> [Text segment]
Taste and Odor
Causes for Bad Taste and Odor Water
There are numerous reasons why your water might give off an unpleasant taste and odor and give you smelly water. If you have municipally supplied water, most of the odors or tastes should not pose health concerns. However, there is the potential for post-municipality contamination in the miles of distribution pipes leading to a residence or within the home itself. Some of these may indicate a health concern while others may simply make your water less satisfying.
Finding Your Solution
There is no universal test or treatment for bad taste and odor problems, but you can often find targeted ways to determine the causes and find solutions.
Some tastes and odors from smelly water, especially those due to organic substances, can be removed from water by passing it through an activated carbon filter. Other tastes and odors may respond to so-called oxidizing agents, such as ozone, hydrogen peroxide, and potassium permanganate.

> [Data]
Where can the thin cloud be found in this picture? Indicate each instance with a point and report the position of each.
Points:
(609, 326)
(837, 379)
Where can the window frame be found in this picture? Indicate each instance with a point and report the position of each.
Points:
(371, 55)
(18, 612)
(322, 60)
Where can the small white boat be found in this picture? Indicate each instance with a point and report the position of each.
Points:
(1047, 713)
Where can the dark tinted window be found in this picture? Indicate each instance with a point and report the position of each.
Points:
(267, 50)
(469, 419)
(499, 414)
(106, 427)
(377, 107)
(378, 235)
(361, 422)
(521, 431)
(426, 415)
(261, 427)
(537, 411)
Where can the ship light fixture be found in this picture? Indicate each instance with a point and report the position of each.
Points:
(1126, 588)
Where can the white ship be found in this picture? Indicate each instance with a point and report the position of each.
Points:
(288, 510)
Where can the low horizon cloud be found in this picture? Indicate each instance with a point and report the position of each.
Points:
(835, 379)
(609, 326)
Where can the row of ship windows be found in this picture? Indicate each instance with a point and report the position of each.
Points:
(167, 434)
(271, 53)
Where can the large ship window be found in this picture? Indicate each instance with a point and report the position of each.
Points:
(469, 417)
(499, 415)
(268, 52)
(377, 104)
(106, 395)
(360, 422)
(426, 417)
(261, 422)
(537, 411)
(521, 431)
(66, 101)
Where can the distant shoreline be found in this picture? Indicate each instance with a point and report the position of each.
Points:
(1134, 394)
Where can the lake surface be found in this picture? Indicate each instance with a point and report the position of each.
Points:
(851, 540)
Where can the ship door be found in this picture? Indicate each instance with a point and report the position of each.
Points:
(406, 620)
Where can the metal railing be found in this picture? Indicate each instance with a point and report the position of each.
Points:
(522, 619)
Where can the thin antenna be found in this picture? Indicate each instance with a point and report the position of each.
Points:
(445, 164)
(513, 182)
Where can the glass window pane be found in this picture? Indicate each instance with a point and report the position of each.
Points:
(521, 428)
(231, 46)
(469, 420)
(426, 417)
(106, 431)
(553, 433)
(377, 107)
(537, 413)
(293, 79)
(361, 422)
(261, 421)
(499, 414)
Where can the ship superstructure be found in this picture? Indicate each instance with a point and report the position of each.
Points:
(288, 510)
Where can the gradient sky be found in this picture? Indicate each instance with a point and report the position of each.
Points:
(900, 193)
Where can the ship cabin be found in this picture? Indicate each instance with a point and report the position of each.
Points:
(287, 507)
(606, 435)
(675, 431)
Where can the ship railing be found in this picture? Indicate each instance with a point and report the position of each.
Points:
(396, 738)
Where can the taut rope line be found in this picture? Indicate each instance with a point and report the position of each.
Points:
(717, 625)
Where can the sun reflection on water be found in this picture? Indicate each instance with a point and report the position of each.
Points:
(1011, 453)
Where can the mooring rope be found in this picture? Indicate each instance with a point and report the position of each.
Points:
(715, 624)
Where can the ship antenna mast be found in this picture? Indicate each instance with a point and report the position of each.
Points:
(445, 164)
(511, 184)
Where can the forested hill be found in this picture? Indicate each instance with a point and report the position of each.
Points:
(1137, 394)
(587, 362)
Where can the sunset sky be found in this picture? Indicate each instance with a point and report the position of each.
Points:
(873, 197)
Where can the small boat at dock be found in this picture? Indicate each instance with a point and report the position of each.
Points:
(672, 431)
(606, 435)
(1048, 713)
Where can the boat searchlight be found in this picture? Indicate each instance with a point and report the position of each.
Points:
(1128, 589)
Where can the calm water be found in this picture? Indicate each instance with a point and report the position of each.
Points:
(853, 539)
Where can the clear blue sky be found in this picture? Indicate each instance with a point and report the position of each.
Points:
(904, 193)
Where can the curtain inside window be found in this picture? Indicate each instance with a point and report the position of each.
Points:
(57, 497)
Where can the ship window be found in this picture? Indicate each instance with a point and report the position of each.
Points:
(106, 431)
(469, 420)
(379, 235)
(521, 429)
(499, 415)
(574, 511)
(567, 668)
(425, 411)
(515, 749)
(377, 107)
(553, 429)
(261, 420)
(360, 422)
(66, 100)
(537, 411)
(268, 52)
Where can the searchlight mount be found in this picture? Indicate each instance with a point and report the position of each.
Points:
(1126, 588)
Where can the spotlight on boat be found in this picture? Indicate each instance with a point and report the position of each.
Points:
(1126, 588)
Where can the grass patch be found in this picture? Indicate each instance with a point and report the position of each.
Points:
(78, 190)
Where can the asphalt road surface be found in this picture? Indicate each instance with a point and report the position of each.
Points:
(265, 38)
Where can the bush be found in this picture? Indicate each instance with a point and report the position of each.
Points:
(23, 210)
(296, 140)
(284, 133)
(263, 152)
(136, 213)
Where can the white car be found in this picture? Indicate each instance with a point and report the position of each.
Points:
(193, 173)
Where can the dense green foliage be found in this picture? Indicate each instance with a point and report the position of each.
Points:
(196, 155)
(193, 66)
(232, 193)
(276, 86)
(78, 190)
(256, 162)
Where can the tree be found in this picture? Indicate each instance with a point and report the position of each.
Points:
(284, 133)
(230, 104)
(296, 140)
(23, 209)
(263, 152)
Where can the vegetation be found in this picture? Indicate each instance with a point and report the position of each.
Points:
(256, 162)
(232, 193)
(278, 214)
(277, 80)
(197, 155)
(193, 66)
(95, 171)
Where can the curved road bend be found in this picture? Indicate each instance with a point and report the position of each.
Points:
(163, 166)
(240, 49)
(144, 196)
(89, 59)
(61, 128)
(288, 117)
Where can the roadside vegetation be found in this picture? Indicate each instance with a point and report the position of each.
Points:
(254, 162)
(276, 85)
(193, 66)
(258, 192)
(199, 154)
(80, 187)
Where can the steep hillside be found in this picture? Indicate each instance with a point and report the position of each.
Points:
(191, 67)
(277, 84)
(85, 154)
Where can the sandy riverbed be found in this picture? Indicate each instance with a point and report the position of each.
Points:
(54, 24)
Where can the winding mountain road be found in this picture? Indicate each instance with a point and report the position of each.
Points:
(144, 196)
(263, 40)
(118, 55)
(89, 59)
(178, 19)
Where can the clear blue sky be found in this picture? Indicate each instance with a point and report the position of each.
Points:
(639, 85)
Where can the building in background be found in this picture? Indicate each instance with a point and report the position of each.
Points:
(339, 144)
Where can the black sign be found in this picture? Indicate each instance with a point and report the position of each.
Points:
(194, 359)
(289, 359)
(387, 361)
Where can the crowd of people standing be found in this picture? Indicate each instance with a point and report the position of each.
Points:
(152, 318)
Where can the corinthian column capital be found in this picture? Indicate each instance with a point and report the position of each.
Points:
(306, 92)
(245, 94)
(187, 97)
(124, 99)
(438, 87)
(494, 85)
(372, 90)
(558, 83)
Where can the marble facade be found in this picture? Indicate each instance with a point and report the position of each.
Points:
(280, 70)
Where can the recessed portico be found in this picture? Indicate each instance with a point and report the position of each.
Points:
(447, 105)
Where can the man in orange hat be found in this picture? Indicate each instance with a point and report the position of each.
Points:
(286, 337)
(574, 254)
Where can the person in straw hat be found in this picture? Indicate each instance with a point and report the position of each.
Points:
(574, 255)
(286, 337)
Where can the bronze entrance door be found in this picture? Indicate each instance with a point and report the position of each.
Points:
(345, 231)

> [Parts of the exercise]
1 - List every oxidizing agent that the water taste and odor text names.
2 - Write out the water taste and odor text between "Some tastes and" and "and potassium permanganate.", inclusive.

> [Responses by task]
1 - ozone, hydrogen peroxide, potassium permanganate

2 -
Some tastes and odors from smelly water, especially those due to organic substances, can be removed from water by passing it through an activated carbon filter. Other tastes and odors may respond to so-called oxidizing agents, such as ozone, hydrogen peroxide, and potassium permanganate.